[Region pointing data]
****************

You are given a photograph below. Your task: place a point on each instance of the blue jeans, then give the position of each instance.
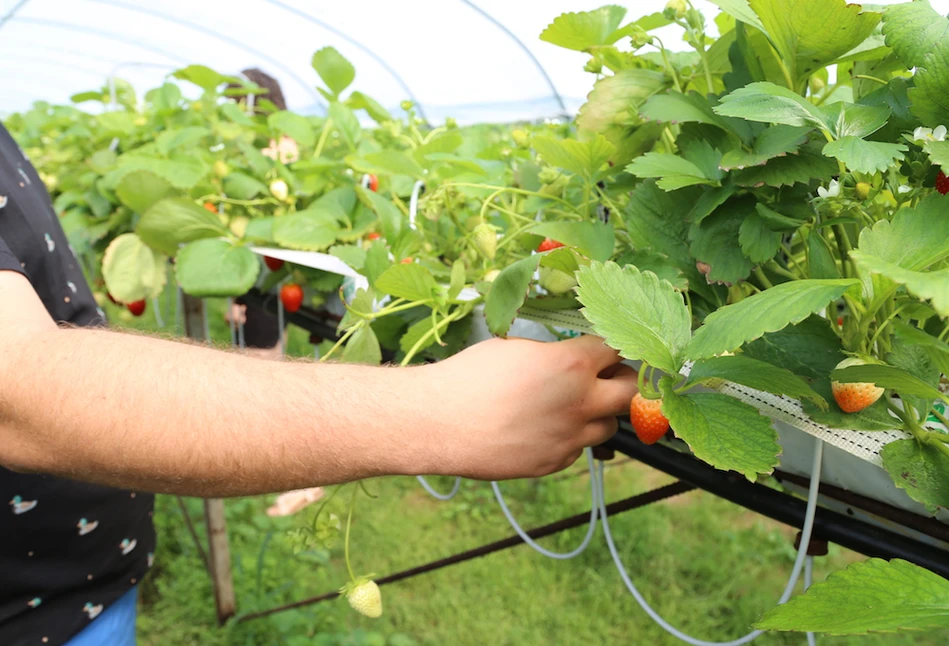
(115, 626)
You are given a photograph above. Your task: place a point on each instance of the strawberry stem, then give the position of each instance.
(349, 522)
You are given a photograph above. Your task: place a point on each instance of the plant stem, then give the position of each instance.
(323, 137)
(349, 522)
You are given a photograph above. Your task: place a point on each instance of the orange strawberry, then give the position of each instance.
(854, 397)
(647, 419)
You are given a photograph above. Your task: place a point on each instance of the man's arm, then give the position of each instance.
(151, 414)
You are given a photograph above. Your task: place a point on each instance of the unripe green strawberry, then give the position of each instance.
(279, 189)
(484, 238)
(647, 419)
(854, 397)
(364, 596)
(555, 281)
(675, 10)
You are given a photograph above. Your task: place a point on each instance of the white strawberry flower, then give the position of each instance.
(832, 190)
(930, 134)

****************

## What you need to do
Nothing but the text is wanted: repeat the data above exactly, without its images.

## Solved exercise
You are given a photograph below. Your task: place a point on each instance of the blue jeans, then give the position of each instance.
(115, 626)
You are given a photograph above. Your task: place a point on each instance of the strawberry stem, then give the position of each instance.
(349, 522)
You are given a photograph above. Your task: place a point on each instance of the plant stem, then give the position of each instance.
(323, 137)
(349, 522)
You are given a photograph above. Your task: place a point on each instance of the orange strawberry, then give the position of each instance.
(854, 397)
(647, 419)
You are given a photograph above. Your task: place a point on each instance of the man's arm, then give the position of each instance.
(151, 414)
You are given a photograph above. Your task: place a point on each instance of the unripe green strawberry, then give the position of each instance.
(279, 189)
(484, 238)
(647, 419)
(854, 397)
(364, 596)
(555, 281)
(675, 10)
You are given a photograph above. Your task: place a point on each instance of the white strawberry flower, then give the position of each instance.
(832, 190)
(930, 134)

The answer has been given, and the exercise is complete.